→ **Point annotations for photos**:
%%

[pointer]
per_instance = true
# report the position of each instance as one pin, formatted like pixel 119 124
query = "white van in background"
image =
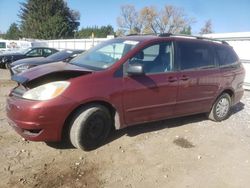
pixel 16 45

%%

→ **Task details**: Write out all of the rows above again, requests included. Scale every coordinate in the answer points by 1.35 and round each to a whole number, with halves going up. Leave the pictures out.

→ **Answer to this problem**:
[pointer]
per_instance = true
# report the position of each instance as one pin, formatted like pixel 119 124
query = "white van in background"
image =
pixel 22 61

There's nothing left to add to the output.